# Task directions
Whatever runs from the line with "Would you be able to indicate the rear wiper" to the end of the records below must be copied exactly, with nothing else included.

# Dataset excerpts

━━━━━━━━━━━━━━━━

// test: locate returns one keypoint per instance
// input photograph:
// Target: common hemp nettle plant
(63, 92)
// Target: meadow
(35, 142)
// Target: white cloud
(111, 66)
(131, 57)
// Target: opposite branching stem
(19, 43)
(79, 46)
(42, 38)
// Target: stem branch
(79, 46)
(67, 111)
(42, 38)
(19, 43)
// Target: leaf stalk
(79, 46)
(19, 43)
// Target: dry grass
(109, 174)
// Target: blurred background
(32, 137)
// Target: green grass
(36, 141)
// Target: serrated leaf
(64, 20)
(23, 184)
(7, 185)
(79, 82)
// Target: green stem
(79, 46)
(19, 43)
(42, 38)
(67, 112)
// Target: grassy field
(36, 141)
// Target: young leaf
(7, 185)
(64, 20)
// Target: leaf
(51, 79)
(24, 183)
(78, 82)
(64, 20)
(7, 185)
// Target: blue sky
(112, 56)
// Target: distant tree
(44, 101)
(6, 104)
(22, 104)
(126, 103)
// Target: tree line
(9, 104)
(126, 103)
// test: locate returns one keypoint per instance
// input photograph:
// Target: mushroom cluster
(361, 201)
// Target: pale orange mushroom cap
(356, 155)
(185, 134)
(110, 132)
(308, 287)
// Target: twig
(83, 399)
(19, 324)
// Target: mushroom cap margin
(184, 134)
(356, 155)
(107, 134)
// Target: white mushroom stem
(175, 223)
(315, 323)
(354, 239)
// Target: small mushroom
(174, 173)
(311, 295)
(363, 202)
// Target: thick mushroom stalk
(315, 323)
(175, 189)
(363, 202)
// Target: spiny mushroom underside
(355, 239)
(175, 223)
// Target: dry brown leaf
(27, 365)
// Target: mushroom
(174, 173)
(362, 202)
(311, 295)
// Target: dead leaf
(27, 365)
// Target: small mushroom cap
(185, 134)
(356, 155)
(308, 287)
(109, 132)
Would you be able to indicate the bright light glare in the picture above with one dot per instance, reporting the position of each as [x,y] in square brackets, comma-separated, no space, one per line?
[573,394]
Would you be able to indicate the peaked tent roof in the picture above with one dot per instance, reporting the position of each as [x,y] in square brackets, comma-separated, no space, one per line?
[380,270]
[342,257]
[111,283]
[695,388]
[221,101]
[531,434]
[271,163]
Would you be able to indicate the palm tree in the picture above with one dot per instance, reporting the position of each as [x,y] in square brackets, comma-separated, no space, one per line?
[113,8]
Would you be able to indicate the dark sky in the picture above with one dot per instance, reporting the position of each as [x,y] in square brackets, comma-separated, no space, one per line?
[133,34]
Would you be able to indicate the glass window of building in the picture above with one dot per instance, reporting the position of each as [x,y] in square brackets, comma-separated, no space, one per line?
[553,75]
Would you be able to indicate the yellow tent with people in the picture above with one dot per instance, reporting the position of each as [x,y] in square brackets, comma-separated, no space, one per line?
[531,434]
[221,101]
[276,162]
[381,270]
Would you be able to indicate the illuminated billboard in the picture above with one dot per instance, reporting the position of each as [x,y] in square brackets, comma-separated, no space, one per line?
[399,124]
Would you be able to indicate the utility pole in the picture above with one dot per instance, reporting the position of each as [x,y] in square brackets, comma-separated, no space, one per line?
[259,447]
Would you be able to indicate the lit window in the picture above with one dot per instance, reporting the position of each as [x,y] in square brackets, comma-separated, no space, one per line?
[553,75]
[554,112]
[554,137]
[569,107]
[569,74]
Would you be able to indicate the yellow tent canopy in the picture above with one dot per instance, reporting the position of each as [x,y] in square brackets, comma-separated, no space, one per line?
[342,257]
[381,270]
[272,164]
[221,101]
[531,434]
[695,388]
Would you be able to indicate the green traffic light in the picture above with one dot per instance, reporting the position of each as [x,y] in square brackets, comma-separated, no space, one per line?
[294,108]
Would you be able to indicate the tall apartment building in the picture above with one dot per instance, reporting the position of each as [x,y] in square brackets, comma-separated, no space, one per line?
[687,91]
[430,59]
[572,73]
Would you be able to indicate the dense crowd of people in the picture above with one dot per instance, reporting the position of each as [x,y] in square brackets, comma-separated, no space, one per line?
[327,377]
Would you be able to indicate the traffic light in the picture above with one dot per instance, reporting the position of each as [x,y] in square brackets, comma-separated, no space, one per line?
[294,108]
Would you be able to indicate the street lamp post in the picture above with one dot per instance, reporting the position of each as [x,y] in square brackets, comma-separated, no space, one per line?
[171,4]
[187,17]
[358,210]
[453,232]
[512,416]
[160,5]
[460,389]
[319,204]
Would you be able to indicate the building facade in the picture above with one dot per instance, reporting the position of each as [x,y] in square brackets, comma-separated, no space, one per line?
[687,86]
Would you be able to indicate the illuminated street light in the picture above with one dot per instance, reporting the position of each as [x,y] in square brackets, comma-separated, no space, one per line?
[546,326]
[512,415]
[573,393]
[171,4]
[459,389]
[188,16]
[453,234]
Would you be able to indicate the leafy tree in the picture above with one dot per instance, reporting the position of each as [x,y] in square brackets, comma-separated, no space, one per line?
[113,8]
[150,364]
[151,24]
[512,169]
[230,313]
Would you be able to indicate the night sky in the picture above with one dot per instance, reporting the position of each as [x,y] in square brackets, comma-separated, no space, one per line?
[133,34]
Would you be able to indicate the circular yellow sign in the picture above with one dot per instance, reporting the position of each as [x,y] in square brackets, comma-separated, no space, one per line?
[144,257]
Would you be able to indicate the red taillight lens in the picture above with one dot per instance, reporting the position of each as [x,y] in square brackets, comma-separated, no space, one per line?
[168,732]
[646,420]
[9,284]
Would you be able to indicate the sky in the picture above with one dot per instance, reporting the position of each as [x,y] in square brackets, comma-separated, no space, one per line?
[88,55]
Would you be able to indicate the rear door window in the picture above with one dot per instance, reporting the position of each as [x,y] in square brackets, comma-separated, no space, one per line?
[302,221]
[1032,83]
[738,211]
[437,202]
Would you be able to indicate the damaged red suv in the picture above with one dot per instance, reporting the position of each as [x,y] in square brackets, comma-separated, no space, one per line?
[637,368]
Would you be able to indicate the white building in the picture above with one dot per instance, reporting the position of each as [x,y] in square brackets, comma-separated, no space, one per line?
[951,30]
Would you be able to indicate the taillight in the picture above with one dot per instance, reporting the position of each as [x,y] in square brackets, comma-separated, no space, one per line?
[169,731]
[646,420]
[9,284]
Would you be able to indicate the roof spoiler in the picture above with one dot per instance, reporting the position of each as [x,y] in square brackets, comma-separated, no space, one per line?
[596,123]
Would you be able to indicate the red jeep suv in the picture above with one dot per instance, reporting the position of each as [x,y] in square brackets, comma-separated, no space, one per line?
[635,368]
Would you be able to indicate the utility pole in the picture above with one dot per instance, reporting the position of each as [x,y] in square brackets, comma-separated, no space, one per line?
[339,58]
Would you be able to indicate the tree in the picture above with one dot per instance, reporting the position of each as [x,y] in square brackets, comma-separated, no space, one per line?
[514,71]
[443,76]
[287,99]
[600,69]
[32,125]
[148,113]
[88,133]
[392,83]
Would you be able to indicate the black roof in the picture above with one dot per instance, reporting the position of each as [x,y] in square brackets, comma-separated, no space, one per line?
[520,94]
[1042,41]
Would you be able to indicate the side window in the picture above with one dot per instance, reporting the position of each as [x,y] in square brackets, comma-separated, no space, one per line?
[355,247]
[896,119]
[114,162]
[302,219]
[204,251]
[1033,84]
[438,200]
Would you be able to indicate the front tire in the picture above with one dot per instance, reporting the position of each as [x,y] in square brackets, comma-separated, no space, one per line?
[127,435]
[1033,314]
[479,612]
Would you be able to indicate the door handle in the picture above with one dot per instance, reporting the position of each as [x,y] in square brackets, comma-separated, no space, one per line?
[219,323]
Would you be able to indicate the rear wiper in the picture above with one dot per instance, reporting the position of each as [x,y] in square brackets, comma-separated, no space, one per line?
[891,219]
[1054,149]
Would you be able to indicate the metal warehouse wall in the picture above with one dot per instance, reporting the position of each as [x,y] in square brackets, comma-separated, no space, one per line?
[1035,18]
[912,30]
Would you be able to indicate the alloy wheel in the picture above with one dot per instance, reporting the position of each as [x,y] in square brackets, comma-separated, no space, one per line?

━━━━━━━━━━━━━━━━

# Answer space
Would you be able to indicate the rear wiper in the picture above with one dot per instance, reporting the position of each as [x,y] in square brackets, comma-separated, no space, one per line?
[891,219]
[1054,149]
Would you be able to indicate the metal warehouse wall in the picture above with one dot per instance, reporting the position of each as [x,y] in square brackets, comma-separated, no space, one per line?
[1035,18]
[912,30]
Would you be able to indicate the alloy wheel in the picture above with one dot per instance, reporting the position of each as [x,y] in square brackets, comma-separated, no space, one per line?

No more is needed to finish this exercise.